- _Requirement_:
Please print the lines of the listing below from the line with "Each instance of the climbing" up to and including the last line of the listing, leaving out the pictures.

- _Provided records_:
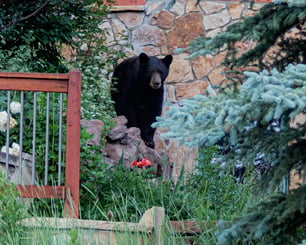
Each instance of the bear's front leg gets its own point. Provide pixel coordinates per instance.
(145, 118)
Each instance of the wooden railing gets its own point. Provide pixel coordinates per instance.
(69, 84)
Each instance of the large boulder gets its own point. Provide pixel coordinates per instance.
(125, 144)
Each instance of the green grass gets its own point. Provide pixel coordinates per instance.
(209, 195)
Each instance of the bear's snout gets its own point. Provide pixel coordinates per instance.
(155, 81)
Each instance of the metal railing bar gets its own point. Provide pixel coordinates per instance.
(60, 139)
(34, 138)
(21, 133)
(7, 140)
(47, 139)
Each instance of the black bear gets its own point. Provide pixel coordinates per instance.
(138, 91)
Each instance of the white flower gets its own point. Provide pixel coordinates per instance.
(15, 107)
(3, 121)
(15, 150)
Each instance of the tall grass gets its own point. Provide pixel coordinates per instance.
(123, 194)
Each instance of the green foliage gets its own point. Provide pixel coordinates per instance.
(96, 58)
(11, 211)
(208, 194)
(243, 119)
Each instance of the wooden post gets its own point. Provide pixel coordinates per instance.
(72, 173)
(158, 220)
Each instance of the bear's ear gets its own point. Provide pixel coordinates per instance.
(143, 58)
(167, 60)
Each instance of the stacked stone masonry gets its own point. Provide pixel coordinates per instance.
(158, 30)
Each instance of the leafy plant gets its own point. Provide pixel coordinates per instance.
(11, 211)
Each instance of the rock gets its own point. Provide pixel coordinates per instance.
(235, 10)
(126, 144)
(163, 19)
(94, 128)
(117, 133)
(180, 35)
(149, 35)
(180, 70)
(131, 19)
(187, 90)
(120, 120)
(202, 65)
(211, 7)
(213, 21)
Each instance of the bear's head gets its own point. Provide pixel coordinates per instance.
(156, 70)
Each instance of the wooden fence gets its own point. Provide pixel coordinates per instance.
(152, 229)
(69, 84)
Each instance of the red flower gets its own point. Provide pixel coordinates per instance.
(134, 163)
(141, 163)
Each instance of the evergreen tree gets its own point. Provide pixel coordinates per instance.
(244, 118)
(268, 27)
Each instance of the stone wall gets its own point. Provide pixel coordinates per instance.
(158, 31)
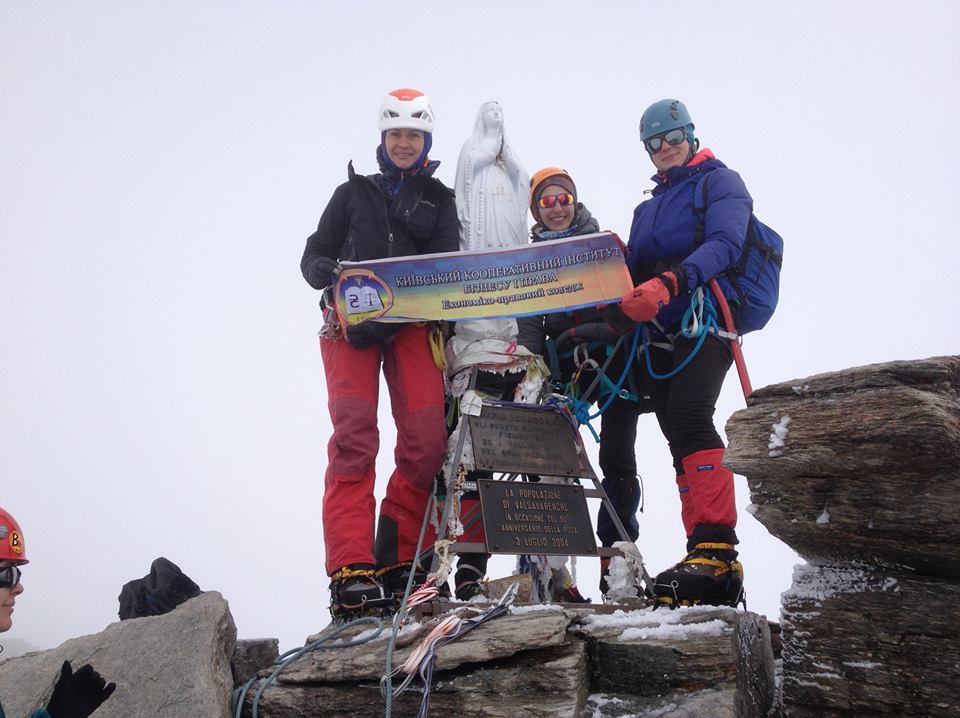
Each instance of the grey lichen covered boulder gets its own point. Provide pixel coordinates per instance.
(859, 471)
(858, 465)
(174, 665)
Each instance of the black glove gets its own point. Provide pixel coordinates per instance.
(368, 334)
(324, 272)
(79, 694)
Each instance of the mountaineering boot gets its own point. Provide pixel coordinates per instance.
(709, 575)
(355, 591)
(604, 572)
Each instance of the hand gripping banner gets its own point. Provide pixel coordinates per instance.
(540, 278)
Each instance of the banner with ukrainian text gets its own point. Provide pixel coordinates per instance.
(540, 278)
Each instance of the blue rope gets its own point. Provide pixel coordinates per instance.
(240, 694)
(702, 305)
(581, 409)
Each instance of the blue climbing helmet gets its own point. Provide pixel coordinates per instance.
(663, 116)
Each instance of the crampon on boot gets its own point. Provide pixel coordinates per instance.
(356, 592)
(571, 594)
(709, 575)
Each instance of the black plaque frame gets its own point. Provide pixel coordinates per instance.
(524, 517)
(527, 439)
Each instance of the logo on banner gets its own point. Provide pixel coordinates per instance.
(364, 296)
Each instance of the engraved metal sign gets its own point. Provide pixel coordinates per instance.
(536, 518)
(527, 439)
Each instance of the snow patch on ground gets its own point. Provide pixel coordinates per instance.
(778, 439)
(520, 610)
(716, 627)
(645, 623)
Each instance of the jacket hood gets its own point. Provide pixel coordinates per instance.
(704, 159)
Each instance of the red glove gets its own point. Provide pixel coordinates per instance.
(646, 300)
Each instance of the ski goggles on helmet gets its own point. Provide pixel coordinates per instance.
(549, 200)
(9, 576)
(673, 138)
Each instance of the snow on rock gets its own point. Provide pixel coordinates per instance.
(646, 623)
(778, 438)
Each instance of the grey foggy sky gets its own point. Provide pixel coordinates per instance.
(161, 165)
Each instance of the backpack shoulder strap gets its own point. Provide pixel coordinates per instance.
(700, 208)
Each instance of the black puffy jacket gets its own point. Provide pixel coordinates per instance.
(361, 222)
(532, 331)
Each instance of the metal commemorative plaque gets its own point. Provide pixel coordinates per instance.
(536, 518)
(527, 439)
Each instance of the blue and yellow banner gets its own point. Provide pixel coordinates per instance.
(540, 278)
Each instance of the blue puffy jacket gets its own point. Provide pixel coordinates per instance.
(664, 228)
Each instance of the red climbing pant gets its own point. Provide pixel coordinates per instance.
(416, 397)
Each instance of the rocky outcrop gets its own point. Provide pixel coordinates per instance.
(859, 471)
(173, 665)
(550, 661)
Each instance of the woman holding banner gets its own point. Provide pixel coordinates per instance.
(673, 256)
(558, 213)
(402, 210)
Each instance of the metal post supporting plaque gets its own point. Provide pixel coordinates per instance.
(531, 516)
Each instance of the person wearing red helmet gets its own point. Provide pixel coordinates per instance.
(673, 254)
(75, 694)
(402, 210)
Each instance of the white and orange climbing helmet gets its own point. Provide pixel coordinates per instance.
(12, 547)
(406, 108)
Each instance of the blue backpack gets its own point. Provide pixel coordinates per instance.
(756, 275)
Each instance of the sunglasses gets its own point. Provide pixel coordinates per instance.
(673, 138)
(9, 576)
(548, 200)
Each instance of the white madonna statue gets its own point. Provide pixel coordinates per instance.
(492, 187)
(492, 190)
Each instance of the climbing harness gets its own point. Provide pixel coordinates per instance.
(735, 342)
(435, 337)
(581, 408)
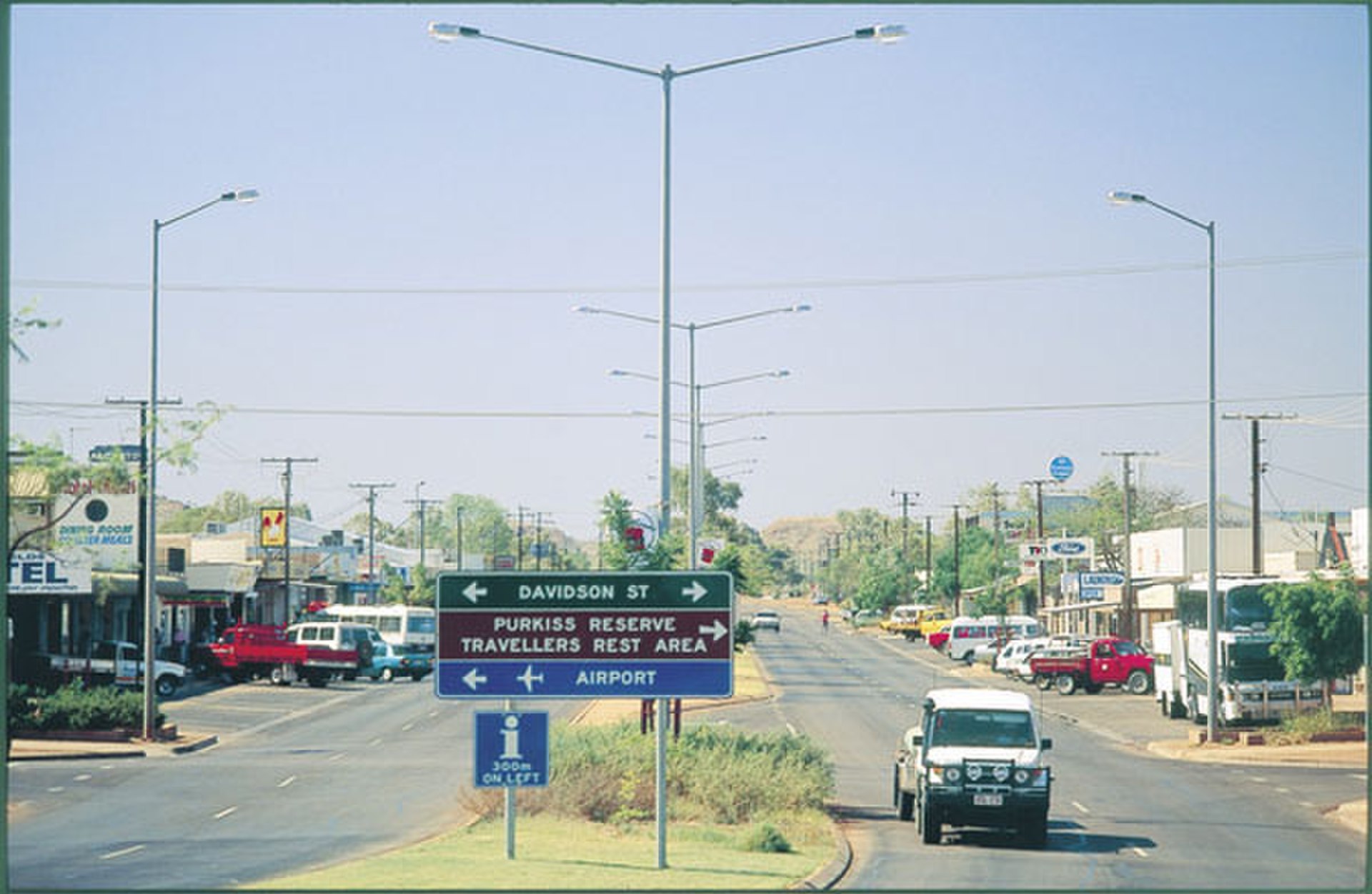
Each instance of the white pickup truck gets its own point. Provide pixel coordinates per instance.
(121, 664)
(976, 759)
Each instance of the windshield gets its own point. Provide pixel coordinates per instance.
(983, 728)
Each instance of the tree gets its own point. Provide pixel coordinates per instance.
(1318, 627)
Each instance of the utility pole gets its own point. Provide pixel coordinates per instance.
(905, 532)
(929, 546)
(1257, 470)
(371, 531)
(957, 561)
(1127, 610)
(422, 506)
(1038, 500)
(287, 476)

- _Answer to the problem_:
Each instance of the climbing harness gets its own point. Provide pixel coordinates per instance.
(735, 342)
(435, 337)
(581, 408)
Each instance of the white pickup truck gets its own point. Provide pixel coordinates per instance.
(121, 664)
(976, 759)
Each instance of the windshield gets its own point. Provide pixel coordinates per instance.
(983, 728)
Each instance of the tree gets its own point. Provide pixel coordinates per instance.
(1318, 627)
Each instance of the utility pole gets its own point. Provide pixel coordinates per instance.
(905, 532)
(929, 546)
(1257, 470)
(371, 531)
(957, 561)
(1127, 610)
(422, 506)
(1038, 500)
(287, 476)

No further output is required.